### Exercise requirements
Using the material that follows, identify and copy each line with the string "part".

------ Dataset

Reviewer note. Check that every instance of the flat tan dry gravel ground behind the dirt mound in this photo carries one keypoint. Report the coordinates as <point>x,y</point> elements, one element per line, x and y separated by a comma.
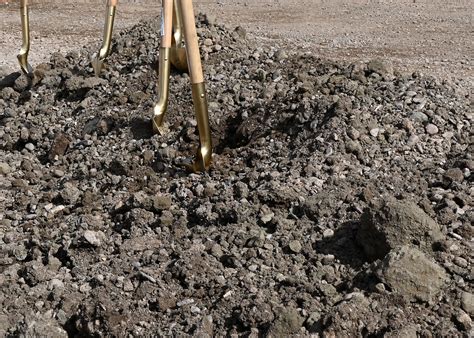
<point>434,37</point>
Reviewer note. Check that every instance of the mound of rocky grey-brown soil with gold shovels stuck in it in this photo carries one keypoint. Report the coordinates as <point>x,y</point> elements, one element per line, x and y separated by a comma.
<point>339,202</point>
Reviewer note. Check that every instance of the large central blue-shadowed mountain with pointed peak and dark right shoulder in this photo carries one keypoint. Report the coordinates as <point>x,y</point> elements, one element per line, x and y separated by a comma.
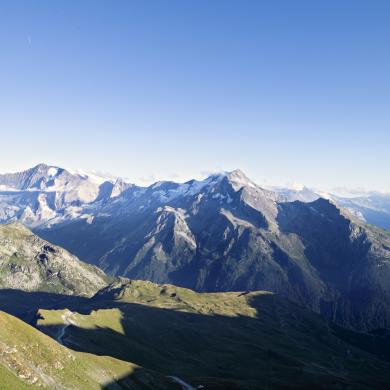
<point>230,235</point>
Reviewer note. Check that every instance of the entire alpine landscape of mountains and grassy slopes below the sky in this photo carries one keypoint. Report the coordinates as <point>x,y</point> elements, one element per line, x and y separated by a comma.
<point>215,284</point>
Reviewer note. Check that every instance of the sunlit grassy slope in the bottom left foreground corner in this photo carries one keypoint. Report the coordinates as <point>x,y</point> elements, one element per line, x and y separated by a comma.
<point>29,359</point>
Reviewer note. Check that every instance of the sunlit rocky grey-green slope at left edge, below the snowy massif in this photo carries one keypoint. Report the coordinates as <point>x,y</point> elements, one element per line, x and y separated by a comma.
<point>31,264</point>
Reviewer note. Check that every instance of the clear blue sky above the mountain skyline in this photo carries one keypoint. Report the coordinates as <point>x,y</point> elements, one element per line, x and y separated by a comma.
<point>288,91</point>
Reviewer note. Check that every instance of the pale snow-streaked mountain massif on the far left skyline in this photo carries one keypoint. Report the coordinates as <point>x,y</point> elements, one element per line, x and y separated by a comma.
<point>46,195</point>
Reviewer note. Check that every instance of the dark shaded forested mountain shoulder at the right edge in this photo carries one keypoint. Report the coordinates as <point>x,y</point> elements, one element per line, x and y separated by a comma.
<point>350,259</point>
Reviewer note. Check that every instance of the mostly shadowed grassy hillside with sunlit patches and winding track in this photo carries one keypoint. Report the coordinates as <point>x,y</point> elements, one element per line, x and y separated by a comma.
<point>249,340</point>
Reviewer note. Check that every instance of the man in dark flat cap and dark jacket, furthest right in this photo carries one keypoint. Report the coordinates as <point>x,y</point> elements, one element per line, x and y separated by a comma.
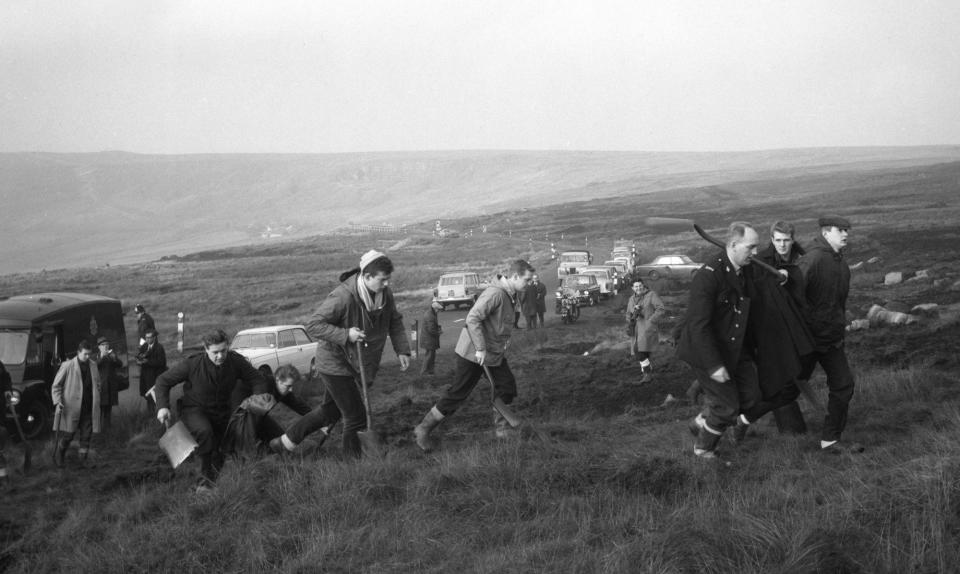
<point>826,285</point>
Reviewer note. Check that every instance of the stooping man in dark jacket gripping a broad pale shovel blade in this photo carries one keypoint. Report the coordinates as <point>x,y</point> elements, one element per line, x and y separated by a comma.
<point>209,391</point>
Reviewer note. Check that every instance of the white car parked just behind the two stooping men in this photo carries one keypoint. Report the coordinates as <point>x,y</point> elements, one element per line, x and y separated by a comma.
<point>269,347</point>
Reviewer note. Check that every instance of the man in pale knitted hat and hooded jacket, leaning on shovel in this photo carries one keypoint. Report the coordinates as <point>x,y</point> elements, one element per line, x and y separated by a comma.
<point>351,327</point>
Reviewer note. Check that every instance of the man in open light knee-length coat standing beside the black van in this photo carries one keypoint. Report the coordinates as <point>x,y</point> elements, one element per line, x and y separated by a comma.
<point>76,397</point>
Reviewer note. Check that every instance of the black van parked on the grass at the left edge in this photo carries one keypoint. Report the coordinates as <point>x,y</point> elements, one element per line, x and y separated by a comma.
<point>38,332</point>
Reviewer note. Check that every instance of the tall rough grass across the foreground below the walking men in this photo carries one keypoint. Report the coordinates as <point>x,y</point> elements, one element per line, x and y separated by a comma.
<point>625,496</point>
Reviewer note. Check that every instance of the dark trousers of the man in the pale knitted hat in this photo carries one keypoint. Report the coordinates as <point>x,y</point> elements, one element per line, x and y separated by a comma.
<point>341,398</point>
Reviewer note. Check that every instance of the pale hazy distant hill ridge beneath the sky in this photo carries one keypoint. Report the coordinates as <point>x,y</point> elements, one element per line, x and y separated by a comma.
<point>93,208</point>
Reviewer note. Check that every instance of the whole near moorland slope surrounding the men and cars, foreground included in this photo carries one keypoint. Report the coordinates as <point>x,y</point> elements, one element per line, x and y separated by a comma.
<point>615,488</point>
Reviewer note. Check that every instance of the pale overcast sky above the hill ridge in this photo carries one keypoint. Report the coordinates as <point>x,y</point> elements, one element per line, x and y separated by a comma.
<point>156,76</point>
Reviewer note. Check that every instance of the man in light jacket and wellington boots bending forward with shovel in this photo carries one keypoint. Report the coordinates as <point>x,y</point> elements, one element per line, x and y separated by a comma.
<point>482,344</point>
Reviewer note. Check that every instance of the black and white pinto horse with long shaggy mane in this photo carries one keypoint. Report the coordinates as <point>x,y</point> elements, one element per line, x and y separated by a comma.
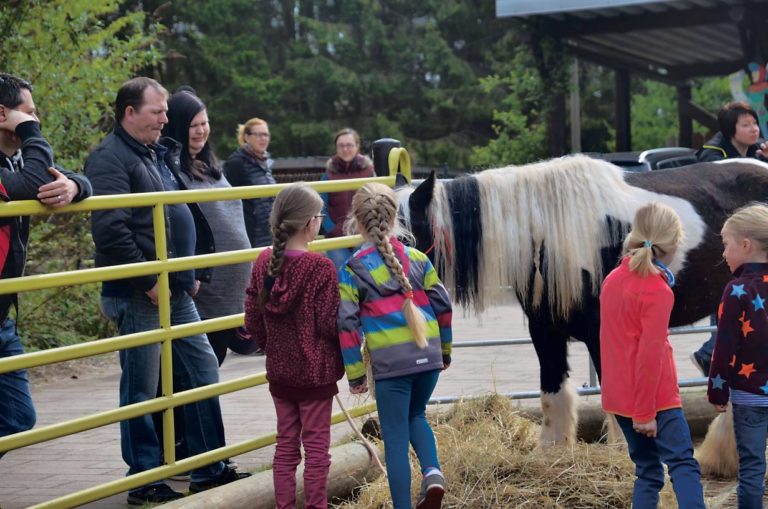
<point>549,232</point>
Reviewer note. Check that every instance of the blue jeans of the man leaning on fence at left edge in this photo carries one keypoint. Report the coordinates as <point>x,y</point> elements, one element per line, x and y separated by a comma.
<point>17,413</point>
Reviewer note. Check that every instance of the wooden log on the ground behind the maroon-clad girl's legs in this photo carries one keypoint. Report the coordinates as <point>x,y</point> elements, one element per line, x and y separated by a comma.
<point>351,466</point>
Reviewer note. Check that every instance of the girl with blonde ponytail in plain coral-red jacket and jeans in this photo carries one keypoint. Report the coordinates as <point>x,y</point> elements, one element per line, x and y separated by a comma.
<point>639,378</point>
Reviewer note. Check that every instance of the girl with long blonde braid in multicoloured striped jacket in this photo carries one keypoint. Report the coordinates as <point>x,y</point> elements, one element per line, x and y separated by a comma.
<point>391,295</point>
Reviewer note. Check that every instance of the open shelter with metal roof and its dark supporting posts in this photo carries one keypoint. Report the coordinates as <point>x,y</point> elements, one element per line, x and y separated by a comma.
<point>671,41</point>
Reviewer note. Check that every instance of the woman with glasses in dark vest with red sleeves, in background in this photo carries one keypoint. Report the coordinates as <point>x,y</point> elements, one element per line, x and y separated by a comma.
<point>348,163</point>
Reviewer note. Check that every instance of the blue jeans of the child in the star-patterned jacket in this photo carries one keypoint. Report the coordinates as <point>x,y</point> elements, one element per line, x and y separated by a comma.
<point>750,423</point>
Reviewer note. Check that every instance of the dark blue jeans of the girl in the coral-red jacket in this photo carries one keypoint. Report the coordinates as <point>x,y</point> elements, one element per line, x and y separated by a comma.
<point>672,446</point>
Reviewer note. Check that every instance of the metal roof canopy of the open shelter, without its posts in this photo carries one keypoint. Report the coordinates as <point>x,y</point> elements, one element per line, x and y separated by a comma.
<point>669,40</point>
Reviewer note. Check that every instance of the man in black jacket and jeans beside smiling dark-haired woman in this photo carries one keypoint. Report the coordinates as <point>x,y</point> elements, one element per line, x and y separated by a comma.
<point>130,160</point>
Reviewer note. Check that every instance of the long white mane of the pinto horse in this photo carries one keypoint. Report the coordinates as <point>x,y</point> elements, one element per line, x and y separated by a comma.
<point>551,210</point>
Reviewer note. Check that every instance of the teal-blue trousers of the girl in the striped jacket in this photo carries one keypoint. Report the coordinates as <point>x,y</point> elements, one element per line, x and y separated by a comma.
<point>402,403</point>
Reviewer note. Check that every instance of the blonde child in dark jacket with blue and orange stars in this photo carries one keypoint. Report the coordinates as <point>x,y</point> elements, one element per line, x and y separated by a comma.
<point>739,369</point>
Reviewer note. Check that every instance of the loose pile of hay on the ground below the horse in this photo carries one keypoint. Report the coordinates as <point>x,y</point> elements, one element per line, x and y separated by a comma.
<point>490,458</point>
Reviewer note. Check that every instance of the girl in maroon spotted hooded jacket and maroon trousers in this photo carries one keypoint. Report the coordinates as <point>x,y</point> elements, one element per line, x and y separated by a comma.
<point>290,308</point>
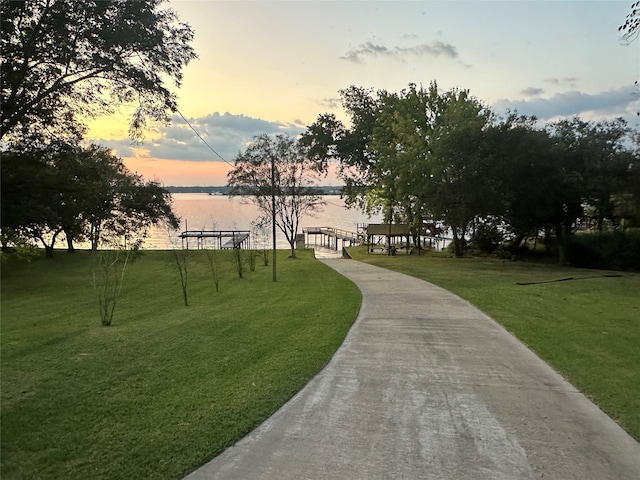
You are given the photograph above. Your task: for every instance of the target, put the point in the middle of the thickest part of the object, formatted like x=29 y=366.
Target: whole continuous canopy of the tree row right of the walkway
x=423 y=156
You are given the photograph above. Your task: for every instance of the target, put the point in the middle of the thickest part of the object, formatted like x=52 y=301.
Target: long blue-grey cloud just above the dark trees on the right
x=622 y=102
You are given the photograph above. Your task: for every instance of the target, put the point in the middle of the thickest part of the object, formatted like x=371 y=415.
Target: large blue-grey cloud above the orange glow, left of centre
x=227 y=135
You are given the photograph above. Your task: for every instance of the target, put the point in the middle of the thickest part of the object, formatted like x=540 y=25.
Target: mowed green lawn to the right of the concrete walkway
x=588 y=328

------------

### Solution
You are given the photograph above. Your task: for every instance of the target, put the point in the middle of the thickest part of the object, formatted like x=29 y=366.
You are given the photograph above. Your task: for every instance of the target, put the point in the middle of the thickest part of the object, formatted like x=52 y=301.
You are given the photograph above. Your task: for every instance of the target, put the point in the middle of the thickest part of the object, formatted like x=371 y=415.
You are given the photograph above. Your task: for every instance of the target, put the point in the middle of the thickest part of the object, formatted like x=540 y=25.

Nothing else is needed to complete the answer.